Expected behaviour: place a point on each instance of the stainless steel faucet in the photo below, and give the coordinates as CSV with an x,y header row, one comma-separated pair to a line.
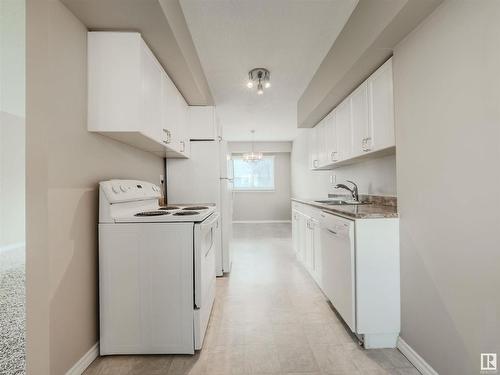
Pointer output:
x,y
353,191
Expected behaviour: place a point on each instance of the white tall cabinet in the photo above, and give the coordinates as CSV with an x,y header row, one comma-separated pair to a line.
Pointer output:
x,y
361,126
130,96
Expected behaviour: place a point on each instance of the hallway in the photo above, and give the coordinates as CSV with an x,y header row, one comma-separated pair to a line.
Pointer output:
x,y
269,318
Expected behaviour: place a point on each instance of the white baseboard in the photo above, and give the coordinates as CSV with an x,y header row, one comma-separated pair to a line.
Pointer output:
x,y
84,362
260,221
415,358
13,246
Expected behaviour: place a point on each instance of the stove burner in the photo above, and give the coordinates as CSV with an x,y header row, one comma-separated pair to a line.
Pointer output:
x,y
167,208
185,213
151,213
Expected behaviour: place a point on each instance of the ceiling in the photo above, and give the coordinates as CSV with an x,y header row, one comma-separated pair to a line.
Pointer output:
x,y
288,37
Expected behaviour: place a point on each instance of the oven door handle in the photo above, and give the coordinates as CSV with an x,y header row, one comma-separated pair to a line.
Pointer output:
x,y
213,219
212,241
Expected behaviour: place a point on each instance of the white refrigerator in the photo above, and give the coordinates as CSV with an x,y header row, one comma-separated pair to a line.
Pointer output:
x,y
206,177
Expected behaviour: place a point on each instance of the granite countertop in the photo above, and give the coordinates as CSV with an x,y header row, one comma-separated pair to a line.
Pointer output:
x,y
378,207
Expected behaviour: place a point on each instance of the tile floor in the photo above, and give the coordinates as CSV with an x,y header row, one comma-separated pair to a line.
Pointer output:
x,y
269,318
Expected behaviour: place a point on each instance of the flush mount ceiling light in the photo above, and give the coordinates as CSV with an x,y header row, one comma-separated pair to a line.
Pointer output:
x,y
260,77
252,156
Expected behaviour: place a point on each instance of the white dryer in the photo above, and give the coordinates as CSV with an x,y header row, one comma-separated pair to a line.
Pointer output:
x,y
156,270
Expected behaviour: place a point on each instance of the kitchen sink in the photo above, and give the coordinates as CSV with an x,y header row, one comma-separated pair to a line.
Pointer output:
x,y
339,202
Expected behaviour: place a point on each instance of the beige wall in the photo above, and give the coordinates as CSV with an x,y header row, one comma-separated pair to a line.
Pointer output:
x,y
12,180
447,100
64,164
265,205
12,123
377,176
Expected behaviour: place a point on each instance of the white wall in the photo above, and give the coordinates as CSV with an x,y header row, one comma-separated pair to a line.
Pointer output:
x,y
12,123
377,176
447,100
265,205
64,164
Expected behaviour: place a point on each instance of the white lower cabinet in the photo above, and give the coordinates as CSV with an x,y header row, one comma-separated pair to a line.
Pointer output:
x,y
356,265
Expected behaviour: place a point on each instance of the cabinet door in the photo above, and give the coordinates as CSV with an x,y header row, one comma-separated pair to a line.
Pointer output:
x,y
361,130
301,235
316,250
332,152
182,127
295,230
321,143
343,116
309,250
313,149
170,112
151,94
381,108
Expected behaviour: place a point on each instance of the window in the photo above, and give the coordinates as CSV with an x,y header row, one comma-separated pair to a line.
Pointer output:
x,y
255,175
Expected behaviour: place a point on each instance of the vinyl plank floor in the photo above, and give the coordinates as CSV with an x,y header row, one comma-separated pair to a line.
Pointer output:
x,y
269,318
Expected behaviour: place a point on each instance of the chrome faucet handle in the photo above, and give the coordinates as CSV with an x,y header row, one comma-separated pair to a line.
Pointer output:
x,y
355,193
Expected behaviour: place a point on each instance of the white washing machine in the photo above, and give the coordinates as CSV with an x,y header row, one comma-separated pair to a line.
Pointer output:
x,y
156,270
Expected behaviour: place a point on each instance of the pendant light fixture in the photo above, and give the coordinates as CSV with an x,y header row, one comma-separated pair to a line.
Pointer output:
x,y
252,156
260,77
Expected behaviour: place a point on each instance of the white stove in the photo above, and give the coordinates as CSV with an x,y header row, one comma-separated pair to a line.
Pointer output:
x,y
131,201
157,269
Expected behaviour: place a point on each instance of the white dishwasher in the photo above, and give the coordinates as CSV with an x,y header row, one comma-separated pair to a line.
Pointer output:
x,y
338,264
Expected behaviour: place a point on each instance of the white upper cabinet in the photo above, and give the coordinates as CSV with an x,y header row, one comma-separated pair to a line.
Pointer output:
x,y
321,143
151,73
361,129
130,97
344,130
381,108
332,148
313,149
360,126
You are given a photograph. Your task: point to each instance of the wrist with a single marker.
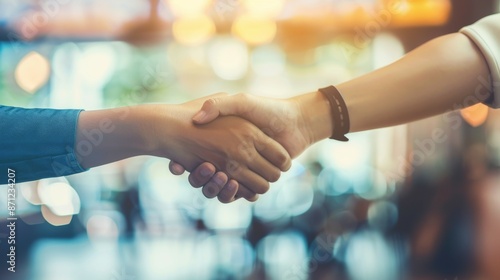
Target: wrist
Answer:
(316, 116)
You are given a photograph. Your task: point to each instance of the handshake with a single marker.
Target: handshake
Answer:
(232, 145)
(235, 145)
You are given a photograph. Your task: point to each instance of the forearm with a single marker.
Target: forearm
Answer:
(445, 74)
(105, 136)
(439, 76)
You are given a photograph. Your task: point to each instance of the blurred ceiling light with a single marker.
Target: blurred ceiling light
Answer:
(59, 197)
(32, 72)
(54, 219)
(184, 8)
(387, 48)
(475, 115)
(228, 58)
(268, 61)
(193, 30)
(102, 227)
(264, 8)
(421, 12)
(234, 216)
(254, 30)
(30, 193)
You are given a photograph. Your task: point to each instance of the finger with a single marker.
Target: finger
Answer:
(264, 168)
(246, 193)
(214, 186)
(199, 101)
(233, 105)
(227, 194)
(247, 177)
(176, 168)
(201, 174)
(273, 152)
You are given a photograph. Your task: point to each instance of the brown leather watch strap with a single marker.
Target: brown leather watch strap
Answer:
(340, 116)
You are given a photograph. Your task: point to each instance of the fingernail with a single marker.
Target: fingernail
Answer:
(219, 181)
(205, 172)
(178, 169)
(198, 117)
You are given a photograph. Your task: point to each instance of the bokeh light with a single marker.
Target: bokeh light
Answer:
(183, 8)
(475, 115)
(254, 30)
(228, 57)
(193, 30)
(32, 72)
(59, 197)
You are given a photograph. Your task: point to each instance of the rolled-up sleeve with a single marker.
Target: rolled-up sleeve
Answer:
(485, 33)
(37, 143)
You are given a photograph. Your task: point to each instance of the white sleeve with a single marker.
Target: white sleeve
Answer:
(485, 33)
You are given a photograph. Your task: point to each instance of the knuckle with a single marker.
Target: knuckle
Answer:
(210, 191)
(263, 188)
(284, 162)
(275, 176)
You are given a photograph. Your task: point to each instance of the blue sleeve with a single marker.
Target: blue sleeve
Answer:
(37, 143)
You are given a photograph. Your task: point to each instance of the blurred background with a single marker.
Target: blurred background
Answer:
(418, 201)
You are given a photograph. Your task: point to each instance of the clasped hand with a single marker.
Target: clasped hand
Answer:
(286, 121)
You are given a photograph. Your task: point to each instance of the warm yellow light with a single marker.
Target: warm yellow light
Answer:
(32, 72)
(475, 115)
(422, 12)
(264, 8)
(254, 30)
(188, 8)
(54, 219)
(194, 30)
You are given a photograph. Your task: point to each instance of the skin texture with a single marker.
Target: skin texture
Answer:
(428, 81)
(235, 147)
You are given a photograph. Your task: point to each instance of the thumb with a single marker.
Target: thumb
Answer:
(215, 107)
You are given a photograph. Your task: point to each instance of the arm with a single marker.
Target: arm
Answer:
(444, 74)
(233, 145)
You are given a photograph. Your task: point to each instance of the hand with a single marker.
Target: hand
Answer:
(234, 146)
(296, 123)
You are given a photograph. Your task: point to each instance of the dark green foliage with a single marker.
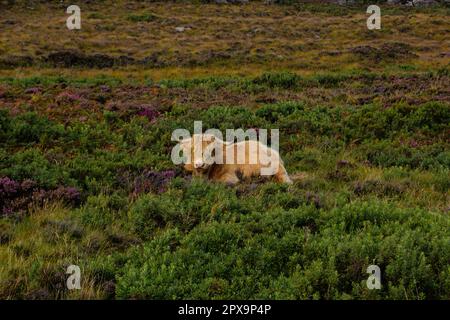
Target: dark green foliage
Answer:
(301, 253)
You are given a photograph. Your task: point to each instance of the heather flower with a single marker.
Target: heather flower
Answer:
(33, 90)
(149, 112)
(68, 97)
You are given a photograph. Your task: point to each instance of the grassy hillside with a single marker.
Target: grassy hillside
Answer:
(86, 178)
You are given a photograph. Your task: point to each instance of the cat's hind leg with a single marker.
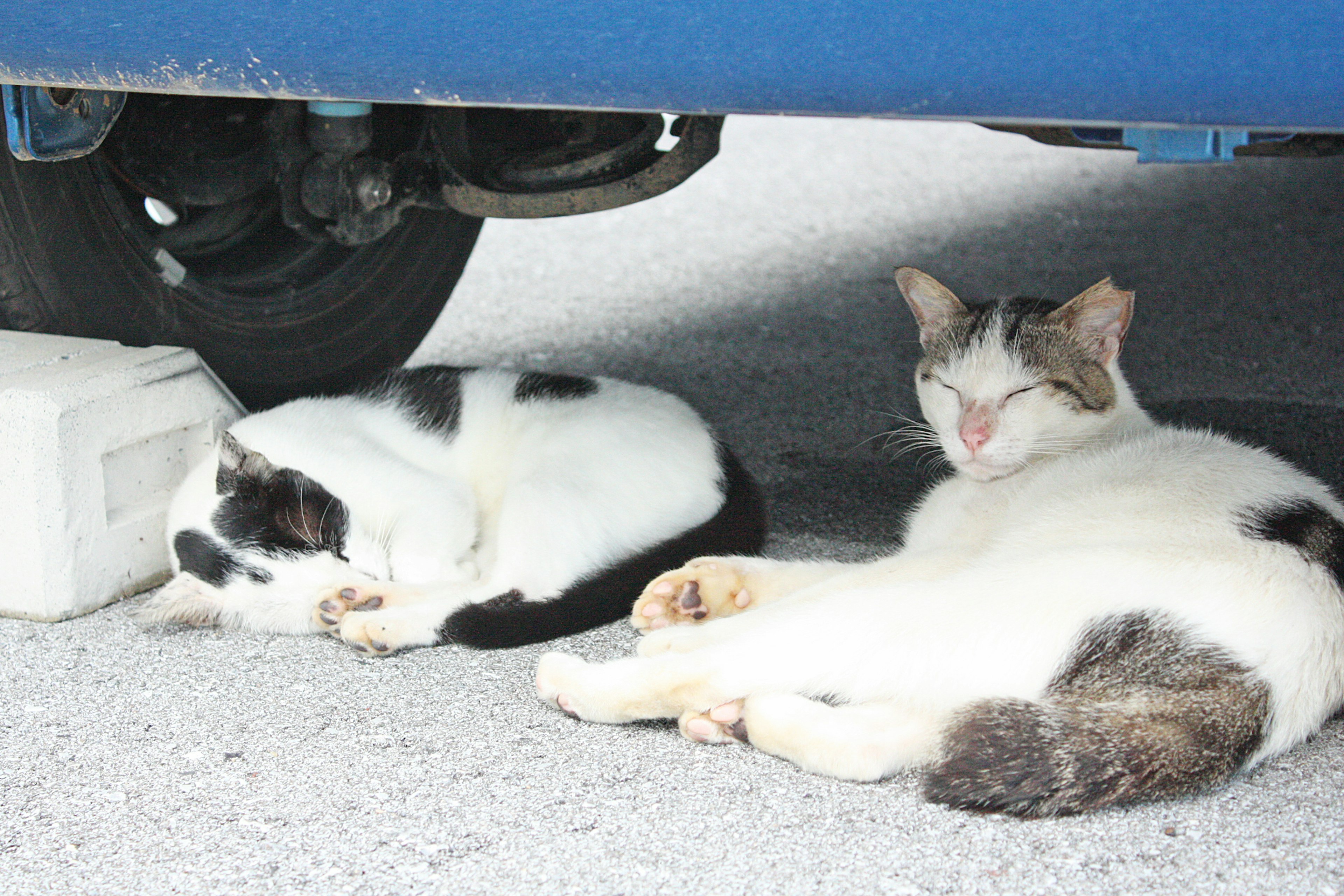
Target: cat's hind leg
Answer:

------

▸ SHORT PROBLEM
Return verbatim every line from the line containing "texture with a single marker." to the last line of the entries above, inclusive, and leave out the pictures.

▸ CORRECT OUTPUT
You are given a photograph. Your task: point to each instance of the skin texture with a single marker.
Target: skin texture
Answer:
(428, 81)
(235, 147)
You are given a photograph. Your task: point to each instance of the thumb with a single marker.
Target: thumb
Answer:
(215, 107)
You are given a photograph. Your task: point to each instance of the arm with a single marker.
Target: arm
Answer:
(444, 74)
(233, 145)
You are given a photograph. Your task: point to each instance of the hand with a single marker.
Target: hand
Answer:
(234, 146)
(296, 123)
You are given a photograph. Your task: point to each instance of the dark green foliage with a single marker.
Target: dark green foliage
Answer:
(301, 253)
You are given a photograph. Your task: point to each instance of the heather flower with a single marker.
Target: heather flower
Answer:
(33, 90)
(149, 112)
(68, 97)
You are given a photograph. Your task: point to each instance of the grassy hillside with a single marker.
Target: grassy hillside
Answer:
(86, 178)
You are given a photograph. Your task: point to each instance of the cat's hind leg with a single marker.
Target: cat's hind leg
Answer:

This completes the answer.